[BEGIN Working data]

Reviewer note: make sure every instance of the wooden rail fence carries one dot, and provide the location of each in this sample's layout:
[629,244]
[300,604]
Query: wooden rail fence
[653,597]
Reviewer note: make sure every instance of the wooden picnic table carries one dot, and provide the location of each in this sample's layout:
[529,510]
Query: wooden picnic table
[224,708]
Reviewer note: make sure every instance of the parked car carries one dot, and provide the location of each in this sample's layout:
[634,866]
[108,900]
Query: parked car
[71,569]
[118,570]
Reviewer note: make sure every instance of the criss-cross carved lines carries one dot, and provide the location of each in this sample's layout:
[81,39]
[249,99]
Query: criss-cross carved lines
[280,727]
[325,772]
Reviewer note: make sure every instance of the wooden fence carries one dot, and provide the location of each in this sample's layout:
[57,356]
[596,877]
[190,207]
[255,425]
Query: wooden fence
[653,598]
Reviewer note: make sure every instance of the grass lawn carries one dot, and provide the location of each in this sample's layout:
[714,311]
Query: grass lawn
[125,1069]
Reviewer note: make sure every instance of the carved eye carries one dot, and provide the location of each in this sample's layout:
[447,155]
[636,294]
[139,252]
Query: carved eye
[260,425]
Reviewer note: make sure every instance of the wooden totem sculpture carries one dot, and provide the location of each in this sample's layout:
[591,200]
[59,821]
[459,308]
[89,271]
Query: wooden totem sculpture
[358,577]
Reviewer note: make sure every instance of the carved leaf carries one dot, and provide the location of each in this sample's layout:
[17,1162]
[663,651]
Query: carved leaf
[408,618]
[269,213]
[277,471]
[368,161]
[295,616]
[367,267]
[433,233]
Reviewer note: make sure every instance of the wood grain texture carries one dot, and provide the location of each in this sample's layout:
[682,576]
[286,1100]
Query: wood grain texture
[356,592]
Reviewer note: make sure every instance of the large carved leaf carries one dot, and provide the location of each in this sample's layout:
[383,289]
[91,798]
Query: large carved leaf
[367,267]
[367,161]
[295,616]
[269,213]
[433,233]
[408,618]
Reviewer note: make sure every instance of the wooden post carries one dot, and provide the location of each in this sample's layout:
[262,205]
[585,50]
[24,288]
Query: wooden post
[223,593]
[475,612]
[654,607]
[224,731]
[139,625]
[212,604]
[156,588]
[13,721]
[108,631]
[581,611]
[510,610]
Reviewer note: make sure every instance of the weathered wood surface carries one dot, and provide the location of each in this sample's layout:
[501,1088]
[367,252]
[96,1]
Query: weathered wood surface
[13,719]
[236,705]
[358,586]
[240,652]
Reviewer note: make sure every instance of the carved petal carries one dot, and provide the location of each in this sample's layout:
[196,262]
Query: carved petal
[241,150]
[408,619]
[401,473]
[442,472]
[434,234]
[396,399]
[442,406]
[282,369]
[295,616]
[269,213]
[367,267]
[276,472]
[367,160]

[END Working data]

## Problem details
Go through the records above and set each one down exactly, please.

## Full solution
Reviewer note: make sure every instance of the wooden rail fence carries one dot, and provide the location of each in this sample's layout:
[629,244]
[300,604]
Query: wooden rail fence
[653,597]
Reviewer note: make sure every instance of the wooden picnic table carries one dot, and provide the location of each in this sample's layout:
[529,510]
Query: wooden picnic table
[224,708]
Reviewer note: make sure every instance of the parked car carries one dot, and provide the location of each in this sample's layout:
[634,866]
[108,900]
Query: parked car
[71,569]
[118,570]
Reviewer note: make sure every instance of the criss-cross carved lines carries one dot, and provide the location of each in this sample's layout:
[81,39]
[249,99]
Query: criss-cross carved lines
[280,727]
[325,772]
Reviewer note: make sure every instance of the wooden fence carries one dot, and provide the location of each in this sample's layout:
[57,356]
[596,877]
[190,207]
[255,425]
Query: wooden fence
[653,598]
Reviewer note: make sure every instance of the grass lawn carries one dot, and provide the location of each in this sample's layout:
[714,311]
Query: grass lawn
[125,1069]
Reviewer note: make sure every instance of the carved eye carries one dot, and provide the location of each in this sample's layout:
[447,155]
[636,294]
[139,252]
Query: carved eye
[260,425]
Reviewer note: make sure every instance of the wooden totem sculpture carries one dot, and provide the location of each in this sample's layout:
[591,200]
[59,821]
[459,308]
[89,271]
Query: wooden totem sculpture
[358,577]
Reviewer note: make sure every instance of the carved leaf carries one dot, and provide the location of each in this sample's layout:
[17,1162]
[663,651]
Query: carved leaf
[408,618]
[269,213]
[277,471]
[368,161]
[295,616]
[367,267]
[433,233]
Reviewer note: make sure every instance of the wood grain texture carries one dot, and provide the location of each in this sample's layout:
[682,576]
[286,1100]
Query: wood grain texture
[356,592]
Reviewer note: make sure every instance of the large carved leaf carries one dot, and provide the location of each in this sample's layout:
[383,289]
[91,798]
Query: large carved leaf
[367,267]
[367,161]
[295,616]
[269,213]
[433,233]
[408,618]
Reviewer note: make sure every instance of the wooden post carries one dot, and provide the location of each in this sample's layout:
[262,205]
[585,50]
[24,288]
Query: wooden post
[223,593]
[475,612]
[654,607]
[224,731]
[139,625]
[212,604]
[156,588]
[13,721]
[108,631]
[581,611]
[510,610]
Reviewer note: make sure every instance of the weathered wood surface carries one dot, and provide the location of each in this sample's layout:
[501,1088]
[367,252]
[96,1]
Query: weathered wood surface
[13,719]
[236,705]
[358,586]
[240,652]
Reviewer note: make sure every instance of the carved petal carries one dot, and provide the location of each in this sample's layout:
[196,262]
Query: carved petal
[241,150]
[408,619]
[401,473]
[442,472]
[434,234]
[396,399]
[442,406]
[282,369]
[295,616]
[269,213]
[367,267]
[276,472]
[367,160]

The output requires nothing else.